• [DATASET EXCERPTS]
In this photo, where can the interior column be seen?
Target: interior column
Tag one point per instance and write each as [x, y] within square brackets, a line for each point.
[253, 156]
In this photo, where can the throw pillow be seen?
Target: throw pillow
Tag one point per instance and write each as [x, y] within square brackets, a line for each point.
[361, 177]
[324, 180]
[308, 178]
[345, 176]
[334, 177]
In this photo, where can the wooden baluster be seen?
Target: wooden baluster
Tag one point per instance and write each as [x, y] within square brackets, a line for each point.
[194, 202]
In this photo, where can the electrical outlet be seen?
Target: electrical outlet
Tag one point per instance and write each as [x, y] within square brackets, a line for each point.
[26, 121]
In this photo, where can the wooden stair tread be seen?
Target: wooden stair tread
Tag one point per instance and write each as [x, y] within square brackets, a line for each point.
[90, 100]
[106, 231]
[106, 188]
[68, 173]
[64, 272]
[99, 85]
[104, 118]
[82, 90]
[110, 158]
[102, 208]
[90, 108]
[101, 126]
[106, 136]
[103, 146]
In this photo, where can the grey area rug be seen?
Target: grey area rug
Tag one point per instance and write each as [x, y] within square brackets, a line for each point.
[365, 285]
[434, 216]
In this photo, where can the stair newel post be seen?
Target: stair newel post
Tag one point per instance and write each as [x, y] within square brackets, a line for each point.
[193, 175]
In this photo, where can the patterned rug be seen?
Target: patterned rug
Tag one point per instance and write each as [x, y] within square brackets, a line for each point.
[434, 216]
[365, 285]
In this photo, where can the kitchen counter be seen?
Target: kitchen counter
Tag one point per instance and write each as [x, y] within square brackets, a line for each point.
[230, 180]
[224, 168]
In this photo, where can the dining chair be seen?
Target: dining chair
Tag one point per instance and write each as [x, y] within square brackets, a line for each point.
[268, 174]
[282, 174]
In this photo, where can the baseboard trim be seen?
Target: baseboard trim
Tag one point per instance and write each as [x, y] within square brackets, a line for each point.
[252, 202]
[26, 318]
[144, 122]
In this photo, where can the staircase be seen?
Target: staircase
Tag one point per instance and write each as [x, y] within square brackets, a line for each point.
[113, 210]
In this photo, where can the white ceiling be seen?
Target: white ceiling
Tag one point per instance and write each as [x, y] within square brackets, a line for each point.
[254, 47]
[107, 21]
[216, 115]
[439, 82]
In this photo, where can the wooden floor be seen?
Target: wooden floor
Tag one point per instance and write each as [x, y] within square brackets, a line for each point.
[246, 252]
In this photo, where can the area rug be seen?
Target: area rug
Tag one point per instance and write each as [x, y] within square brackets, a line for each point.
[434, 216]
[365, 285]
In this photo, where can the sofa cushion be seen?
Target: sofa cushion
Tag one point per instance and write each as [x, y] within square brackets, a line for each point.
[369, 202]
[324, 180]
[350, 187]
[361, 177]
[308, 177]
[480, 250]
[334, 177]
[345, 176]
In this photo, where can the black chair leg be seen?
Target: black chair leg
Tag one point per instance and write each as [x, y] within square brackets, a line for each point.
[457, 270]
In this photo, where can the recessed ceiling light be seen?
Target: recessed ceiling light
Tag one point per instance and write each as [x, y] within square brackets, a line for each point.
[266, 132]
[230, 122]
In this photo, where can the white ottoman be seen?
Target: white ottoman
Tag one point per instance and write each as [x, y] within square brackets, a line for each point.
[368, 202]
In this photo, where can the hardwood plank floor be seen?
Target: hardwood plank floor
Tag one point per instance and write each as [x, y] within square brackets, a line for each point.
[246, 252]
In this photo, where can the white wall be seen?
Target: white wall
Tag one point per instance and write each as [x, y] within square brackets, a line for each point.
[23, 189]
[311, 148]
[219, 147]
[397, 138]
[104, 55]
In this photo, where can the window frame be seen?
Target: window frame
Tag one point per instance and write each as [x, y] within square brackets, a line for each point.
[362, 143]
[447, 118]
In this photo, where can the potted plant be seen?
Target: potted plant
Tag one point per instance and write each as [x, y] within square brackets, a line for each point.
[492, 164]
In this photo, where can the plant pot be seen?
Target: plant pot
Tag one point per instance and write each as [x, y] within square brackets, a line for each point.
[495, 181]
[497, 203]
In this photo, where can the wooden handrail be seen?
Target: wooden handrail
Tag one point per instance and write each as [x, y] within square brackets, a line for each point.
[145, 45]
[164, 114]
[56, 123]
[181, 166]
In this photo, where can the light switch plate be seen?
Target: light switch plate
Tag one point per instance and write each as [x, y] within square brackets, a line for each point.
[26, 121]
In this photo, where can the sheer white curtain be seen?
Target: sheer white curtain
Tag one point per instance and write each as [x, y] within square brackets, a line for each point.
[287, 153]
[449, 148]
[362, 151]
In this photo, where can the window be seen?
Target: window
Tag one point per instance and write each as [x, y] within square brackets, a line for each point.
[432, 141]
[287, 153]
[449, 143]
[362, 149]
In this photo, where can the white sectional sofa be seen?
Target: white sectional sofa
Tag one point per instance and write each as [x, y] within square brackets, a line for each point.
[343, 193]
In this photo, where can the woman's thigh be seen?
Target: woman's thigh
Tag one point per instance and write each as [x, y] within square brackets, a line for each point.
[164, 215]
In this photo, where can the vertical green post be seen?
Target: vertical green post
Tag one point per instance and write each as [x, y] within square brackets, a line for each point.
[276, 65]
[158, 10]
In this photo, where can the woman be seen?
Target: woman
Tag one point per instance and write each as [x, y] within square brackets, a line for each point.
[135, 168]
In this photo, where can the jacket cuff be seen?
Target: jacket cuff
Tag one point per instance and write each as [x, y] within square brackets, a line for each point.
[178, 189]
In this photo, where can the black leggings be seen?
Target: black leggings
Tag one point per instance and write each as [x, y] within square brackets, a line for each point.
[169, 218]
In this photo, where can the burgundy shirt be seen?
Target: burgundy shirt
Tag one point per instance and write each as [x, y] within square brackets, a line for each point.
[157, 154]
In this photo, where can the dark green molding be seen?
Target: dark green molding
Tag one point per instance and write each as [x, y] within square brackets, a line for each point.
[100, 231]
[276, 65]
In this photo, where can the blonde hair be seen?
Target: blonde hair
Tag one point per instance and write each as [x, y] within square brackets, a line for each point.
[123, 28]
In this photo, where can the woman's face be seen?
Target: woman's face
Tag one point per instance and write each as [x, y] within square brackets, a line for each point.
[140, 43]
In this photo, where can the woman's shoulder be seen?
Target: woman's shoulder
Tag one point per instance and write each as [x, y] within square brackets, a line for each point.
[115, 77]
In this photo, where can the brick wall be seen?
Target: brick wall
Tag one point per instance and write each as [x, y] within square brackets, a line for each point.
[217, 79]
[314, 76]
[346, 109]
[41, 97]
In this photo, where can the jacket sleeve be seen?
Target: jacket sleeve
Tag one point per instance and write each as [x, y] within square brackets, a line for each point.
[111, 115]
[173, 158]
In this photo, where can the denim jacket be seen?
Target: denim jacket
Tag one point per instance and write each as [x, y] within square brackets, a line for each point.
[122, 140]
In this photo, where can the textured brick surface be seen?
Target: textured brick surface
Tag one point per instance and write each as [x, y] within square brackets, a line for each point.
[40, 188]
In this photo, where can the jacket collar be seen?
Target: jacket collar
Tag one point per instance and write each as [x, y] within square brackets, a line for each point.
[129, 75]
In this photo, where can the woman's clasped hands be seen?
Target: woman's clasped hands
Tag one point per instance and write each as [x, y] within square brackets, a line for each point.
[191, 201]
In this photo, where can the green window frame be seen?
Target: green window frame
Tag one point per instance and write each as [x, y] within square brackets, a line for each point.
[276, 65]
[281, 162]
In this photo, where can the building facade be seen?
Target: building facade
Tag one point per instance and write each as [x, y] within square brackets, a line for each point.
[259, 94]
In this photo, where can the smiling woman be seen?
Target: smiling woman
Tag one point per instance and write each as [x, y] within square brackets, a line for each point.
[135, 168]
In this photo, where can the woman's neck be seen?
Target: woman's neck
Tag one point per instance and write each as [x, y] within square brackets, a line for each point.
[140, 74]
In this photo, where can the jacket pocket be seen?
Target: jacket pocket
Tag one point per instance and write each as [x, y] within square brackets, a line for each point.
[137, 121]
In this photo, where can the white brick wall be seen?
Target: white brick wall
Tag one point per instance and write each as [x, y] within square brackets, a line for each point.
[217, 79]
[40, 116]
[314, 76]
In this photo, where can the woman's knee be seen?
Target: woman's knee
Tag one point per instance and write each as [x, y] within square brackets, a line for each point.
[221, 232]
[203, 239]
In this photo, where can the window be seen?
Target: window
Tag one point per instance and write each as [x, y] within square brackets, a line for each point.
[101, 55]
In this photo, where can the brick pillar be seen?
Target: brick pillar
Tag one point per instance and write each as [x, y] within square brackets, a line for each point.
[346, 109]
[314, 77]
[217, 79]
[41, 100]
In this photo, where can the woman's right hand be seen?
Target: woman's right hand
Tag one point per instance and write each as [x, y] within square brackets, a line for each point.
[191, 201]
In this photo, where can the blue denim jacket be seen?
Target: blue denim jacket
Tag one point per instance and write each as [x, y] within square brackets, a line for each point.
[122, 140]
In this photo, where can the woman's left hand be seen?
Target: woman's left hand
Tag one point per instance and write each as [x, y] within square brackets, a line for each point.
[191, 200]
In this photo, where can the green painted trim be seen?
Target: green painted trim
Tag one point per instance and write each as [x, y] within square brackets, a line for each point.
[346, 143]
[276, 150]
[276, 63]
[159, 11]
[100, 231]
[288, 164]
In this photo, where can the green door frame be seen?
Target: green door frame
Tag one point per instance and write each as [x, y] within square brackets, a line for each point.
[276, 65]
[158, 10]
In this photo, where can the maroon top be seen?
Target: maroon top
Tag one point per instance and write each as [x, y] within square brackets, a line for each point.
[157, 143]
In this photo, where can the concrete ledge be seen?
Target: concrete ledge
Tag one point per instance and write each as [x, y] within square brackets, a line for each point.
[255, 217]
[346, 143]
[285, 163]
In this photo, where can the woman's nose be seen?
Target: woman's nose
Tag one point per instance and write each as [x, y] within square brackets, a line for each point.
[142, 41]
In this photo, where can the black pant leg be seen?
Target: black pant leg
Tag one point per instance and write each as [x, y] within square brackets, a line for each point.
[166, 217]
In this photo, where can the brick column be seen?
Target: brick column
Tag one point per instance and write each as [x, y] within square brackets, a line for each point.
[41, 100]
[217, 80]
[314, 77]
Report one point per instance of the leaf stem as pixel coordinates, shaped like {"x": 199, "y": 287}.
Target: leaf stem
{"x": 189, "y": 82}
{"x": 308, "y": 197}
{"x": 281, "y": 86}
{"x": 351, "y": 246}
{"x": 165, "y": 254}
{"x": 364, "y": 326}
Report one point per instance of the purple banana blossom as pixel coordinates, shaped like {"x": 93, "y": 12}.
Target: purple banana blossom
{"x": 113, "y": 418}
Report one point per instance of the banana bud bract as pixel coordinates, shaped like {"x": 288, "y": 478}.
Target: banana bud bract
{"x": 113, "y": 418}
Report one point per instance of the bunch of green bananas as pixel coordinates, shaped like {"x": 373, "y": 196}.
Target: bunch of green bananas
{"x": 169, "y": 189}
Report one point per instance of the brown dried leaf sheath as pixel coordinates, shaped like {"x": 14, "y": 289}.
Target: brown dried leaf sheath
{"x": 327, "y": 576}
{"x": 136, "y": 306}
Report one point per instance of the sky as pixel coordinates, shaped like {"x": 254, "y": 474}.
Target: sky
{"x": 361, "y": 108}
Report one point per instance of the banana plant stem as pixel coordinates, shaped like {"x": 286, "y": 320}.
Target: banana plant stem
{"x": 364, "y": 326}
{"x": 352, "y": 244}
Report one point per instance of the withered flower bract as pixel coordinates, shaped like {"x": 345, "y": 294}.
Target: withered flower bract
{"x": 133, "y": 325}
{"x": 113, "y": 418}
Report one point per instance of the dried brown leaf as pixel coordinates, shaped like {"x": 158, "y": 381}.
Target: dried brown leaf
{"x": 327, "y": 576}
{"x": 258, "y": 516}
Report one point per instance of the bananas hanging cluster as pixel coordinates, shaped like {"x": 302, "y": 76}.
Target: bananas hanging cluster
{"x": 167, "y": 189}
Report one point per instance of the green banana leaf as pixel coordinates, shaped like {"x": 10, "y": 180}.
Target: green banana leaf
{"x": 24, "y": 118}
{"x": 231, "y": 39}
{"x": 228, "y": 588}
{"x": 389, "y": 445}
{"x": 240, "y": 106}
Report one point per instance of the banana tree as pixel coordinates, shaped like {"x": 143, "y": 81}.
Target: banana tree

• [YOUR TASK] All lines from the line containing "Report one point per instance of the sky" through the end of the listing above are to be duplicated exactly; include both ends and nothing further.

• [SOLUTION TO THIS PROBLEM]
Report one point per instance of the sky as pixel coordinates, shaped like {"x": 254, "y": 474}.
Target: sky
{"x": 361, "y": 108}
Report one point per instance of the banana plant stem as pixel coordinates, shaped like {"x": 286, "y": 320}.
Target: banana plant stem
{"x": 364, "y": 326}
{"x": 352, "y": 244}
Report one point per instance of the withered flower bract as pixel coordinates, shaped like {"x": 345, "y": 294}.
Target: withered flower bract
{"x": 133, "y": 325}
{"x": 113, "y": 418}
Report one point per instance of the dried brown leaf as pixel coordinates, shaped like {"x": 158, "y": 381}.
Target: dried brown leaf
{"x": 327, "y": 576}
{"x": 258, "y": 516}
Report one point per instance of the bananas hanging cluster as pixel coordinates, shaped like {"x": 302, "y": 76}.
Target: bananas hanging cluster
{"x": 167, "y": 189}
Report one point per instance of the green banana leaf as pixel coordinates, shaped like {"x": 10, "y": 180}.
Target: green banana leaf
{"x": 24, "y": 118}
{"x": 231, "y": 39}
{"x": 228, "y": 588}
{"x": 389, "y": 445}
{"x": 240, "y": 106}
Report one point per instance of the banana tree as pixel coordinates, shaped like {"x": 143, "y": 81}.
Target: banana tree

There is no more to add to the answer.